### EXERCISE AIM
Each entry below must be repeated word for word.

-------- ROWS --------

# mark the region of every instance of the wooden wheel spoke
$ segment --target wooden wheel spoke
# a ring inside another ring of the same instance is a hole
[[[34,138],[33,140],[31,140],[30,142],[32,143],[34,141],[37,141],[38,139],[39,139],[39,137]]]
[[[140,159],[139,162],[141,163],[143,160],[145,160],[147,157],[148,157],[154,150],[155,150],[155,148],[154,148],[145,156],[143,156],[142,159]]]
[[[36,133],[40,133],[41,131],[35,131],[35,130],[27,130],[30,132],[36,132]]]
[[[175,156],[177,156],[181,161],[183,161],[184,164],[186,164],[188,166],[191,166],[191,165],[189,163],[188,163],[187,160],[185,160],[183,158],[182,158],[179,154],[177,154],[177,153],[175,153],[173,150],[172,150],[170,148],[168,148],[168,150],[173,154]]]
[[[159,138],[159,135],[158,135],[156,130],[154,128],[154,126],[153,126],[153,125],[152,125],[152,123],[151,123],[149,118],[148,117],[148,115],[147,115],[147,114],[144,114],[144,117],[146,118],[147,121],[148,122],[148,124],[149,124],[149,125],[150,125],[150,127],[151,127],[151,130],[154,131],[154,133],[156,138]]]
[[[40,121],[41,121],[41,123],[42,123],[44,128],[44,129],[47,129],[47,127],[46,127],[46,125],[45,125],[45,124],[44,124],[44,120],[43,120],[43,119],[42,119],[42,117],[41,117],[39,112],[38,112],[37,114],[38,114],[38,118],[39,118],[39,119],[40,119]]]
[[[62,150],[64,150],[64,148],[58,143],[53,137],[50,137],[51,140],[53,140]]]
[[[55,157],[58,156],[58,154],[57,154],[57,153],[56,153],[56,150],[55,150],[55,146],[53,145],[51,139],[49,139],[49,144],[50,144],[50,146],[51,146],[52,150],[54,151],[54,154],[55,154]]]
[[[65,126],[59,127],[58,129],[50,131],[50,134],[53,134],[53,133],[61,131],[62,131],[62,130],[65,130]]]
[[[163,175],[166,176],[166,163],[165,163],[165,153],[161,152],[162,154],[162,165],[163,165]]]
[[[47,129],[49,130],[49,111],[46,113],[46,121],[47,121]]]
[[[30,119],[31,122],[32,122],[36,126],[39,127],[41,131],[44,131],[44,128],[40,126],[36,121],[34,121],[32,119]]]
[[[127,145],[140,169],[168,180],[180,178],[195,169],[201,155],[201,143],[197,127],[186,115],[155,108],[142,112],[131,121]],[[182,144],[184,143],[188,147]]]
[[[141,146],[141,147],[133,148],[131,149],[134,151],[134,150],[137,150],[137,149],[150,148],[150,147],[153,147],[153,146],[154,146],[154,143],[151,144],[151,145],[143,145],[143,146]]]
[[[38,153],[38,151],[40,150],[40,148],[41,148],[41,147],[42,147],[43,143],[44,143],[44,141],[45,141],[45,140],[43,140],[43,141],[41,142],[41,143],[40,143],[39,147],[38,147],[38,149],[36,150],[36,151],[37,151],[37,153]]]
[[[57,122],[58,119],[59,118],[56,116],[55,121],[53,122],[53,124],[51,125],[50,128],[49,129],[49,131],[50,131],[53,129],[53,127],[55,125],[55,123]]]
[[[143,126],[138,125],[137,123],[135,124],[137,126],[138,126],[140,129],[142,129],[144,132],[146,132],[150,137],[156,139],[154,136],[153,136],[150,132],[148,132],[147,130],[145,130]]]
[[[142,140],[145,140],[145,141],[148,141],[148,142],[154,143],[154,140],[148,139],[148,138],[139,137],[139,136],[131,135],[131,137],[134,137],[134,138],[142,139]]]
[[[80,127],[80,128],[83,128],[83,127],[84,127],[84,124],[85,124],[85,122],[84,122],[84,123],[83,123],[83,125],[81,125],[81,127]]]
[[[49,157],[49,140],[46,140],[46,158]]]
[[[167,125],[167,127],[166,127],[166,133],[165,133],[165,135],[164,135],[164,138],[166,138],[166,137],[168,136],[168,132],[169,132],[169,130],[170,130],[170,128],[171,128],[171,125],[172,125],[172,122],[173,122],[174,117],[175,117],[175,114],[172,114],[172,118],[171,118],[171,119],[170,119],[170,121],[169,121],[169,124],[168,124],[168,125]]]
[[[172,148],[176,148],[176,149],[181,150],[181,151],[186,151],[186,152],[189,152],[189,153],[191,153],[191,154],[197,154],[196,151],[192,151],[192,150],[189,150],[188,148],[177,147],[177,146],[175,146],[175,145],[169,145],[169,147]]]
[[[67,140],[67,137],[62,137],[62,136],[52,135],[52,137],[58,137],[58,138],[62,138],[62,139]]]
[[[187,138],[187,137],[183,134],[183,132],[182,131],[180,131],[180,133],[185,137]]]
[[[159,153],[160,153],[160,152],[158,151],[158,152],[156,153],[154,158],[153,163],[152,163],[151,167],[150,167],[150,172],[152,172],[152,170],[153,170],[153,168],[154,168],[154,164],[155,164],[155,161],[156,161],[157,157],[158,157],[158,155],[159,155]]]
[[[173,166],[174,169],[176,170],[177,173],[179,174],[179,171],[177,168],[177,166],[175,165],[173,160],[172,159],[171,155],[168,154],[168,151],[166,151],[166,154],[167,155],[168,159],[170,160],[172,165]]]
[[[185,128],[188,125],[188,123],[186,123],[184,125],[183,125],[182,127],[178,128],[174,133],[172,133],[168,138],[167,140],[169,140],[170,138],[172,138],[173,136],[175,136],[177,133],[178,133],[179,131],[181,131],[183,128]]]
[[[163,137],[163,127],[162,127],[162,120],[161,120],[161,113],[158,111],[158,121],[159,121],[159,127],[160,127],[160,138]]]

--------

### EXERCISE RESPONSE
# mark the region of every instance of the wooden wheel spoke
$ segment --target wooden wheel spoke
# a ring inside another ring of the same instance is a hole
[[[34,138],[33,140],[31,140],[30,142],[32,143],[34,141],[37,141],[38,139],[39,139],[39,137]]]
[[[140,159],[139,162],[141,163],[143,160],[145,160],[147,157],[148,157],[154,150],[155,150],[155,148],[154,148],[145,156],[143,156],[142,159]]]
[[[36,133],[40,133],[41,131],[35,131],[35,130],[27,130],[30,132],[36,132]]]
[[[175,156],[177,156],[181,161],[183,161],[184,164],[186,164],[188,166],[191,166],[191,165],[189,163],[188,163],[187,160],[185,160],[183,158],[182,158],[179,154],[177,154],[177,153],[175,153],[173,150],[172,150],[170,148],[168,148],[168,150],[173,154]]]
[[[159,138],[159,135],[158,135],[156,130],[154,128],[154,126],[153,126],[153,125],[152,125],[152,123],[151,123],[149,118],[148,117],[148,115],[147,115],[147,114],[144,114],[144,117],[146,118],[147,121],[148,122],[148,124],[149,124],[149,125],[150,125],[150,127],[151,127],[151,130],[154,131],[154,133],[156,138]]]
[[[40,121],[41,121],[41,123],[42,123],[44,128],[44,129],[47,129],[47,127],[46,127],[46,125],[45,125],[45,124],[44,124],[44,120],[43,120],[43,119],[42,119],[42,117],[41,117],[39,112],[38,112],[37,114],[38,114],[38,118],[39,118],[39,119],[40,119]]]
[[[62,150],[64,150],[64,148],[58,143],[53,137],[50,137],[51,140],[53,140]]]
[[[55,157],[58,156],[58,154],[57,154],[57,153],[56,153],[56,150],[55,150],[55,146],[53,145],[51,139],[49,139],[49,144],[50,144],[50,146],[51,146],[52,150],[54,151],[54,154],[55,154]]]
[[[65,126],[59,127],[58,129],[50,131],[50,134],[53,134],[53,133],[61,131],[62,131],[62,130],[65,130]]]
[[[163,175],[166,176],[166,163],[165,163],[165,153],[161,152],[162,154],[162,165],[163,165]]]
[[[47,129],[49,130],[49,111],[46,113],[46,121],[47,121]]]
[[[30,119],[31,122],[32,122],[36,126],[39,127],[41,131],[44,131],[44,128],[40,126],[36,121],[34,121],[32,119]]]
[[[127,145],[140,169],[168,180],[180,178],[195,169],[201,155],[201,143],[197,127],[186,115],[155,108],[142,112],[131,121]],[[182,144],[184,143],[188,147]]]
[[[141,146],[141,147],[133,148],[131,149],[134,151],[134,150],[137,150],[137,149],[150,148],[150,147],[153,147],[153,146],[154,146],[154,143],[151,144],[151,145],[143,145],[143,146]]]
[[[38,153],[38,151],[40,150],[40,148],[41,148],[41,147],[42,147],[43,143],[44,143],[44,141],[45,141],[45,140],[43,140],[43,141],[41,142],[41,143],[40,143],[39,147],[38,147],[38,149],[36,150],[36,151],[37,151],[37,153]]]
[[[57,122],[58,119],[59,118],[56,116],[55,121],[53,122],[53,124],[51,125],[50,128],[49,129],[49,131],[50,131],[53,129],[53,127],[55,125],[55,123]]]
[[[143,126],[138,125],[137,123],[135,124],[137,126],[138,126],[140,129],[142,129],[144,132],[146,132],[150,137],[156,139],[154,136],[153,136],[150,132],[148,132],[147,130],[145,130]]]
[[[142,140],[145,140],[145,141],[148,141],[148,142],[154,143],[154,140],[148,139],[148,138],[139,137],[139,136],[131,135],[131,137],[134,137],[134,138],[142,139]]]
[[[80,127],[80,128],[83,128],[83,127],[84,127],[84,124],[85,124],[85,122],[84,122],[84,123],[83,123],[83,125],[81,125],[81,127]]]
[[[49,157],[49,140],[46,140],[46,158]]]
[[[167,125],[167,127],[166,127],[166,133],[165,133],[165,135],[164,135],[164,138],[166,138],[166,137],[168,136],[168,132],[169,132],[169,130],[170,130],[170,128],[171,128],[171,125],[172,125],[172,122],[173,122],[174,117],[175,117],[175,114],[172,114],[172,118],[171,118],[171,119],[170,119],[170,121],[169,121],[169,124],[168,124],[168,125]]]
[[[172,148],[176,148],[176,149],[181,150],[181,151],[186,151],[186,152],[189,152],[189,153],[191,153],[191,154],[197,154],[196,151],[192,151],[192,150],[189,150],[188,148],[177,147],[177,146],[175,146],[175,145],[169,145],[169,147]]]
[[[67,140],[67,137],[62,137],[62,136],[52,135],[52,137],[58,137],[58,138],[62,138],[62,139]]]
[[[187,138],[187,137],[183,134],[183,132],[182,131],[180,131],[180,133],[185,137]]]
[[[159,153],[160,153],[160,152],[158,151],[158,152],[156,153],[154,158],[153,163],[152,163],[151,167],[150,167],[150,172],[152,172],[152,170],[153,170],[153,168],[154,168],[154,164],[155,164],[155,161],[156,161],[157,157],[158,157],[158,155],[159,155]]]
[[[173,166],[174,169],[176,170],[177,173],[179,174],[179,171],[177,168],[177,166],[175,165],[173,160],[172,159],[171,155],[168,154],[168,151],[166,151],[166,154],[167,155],[168,159],[170,160],[172,165]]]
[[[185,128],[188,125],[188,123],[186,123],[184,125],[183,125],[182,127],[178,128],[174,133],[172,133],[168,138],[167,140],[169,140],[170,138],[172,138],[173,136],[175,136],[177,133],[178,133],[179,131],[181,131],[183,128]]]
[[[163,137],[163,127],[162,127],[162,120],[161,120],[161,113],[158,111],[158,121],[159,121],[159,127],[160,127],[160,138]]]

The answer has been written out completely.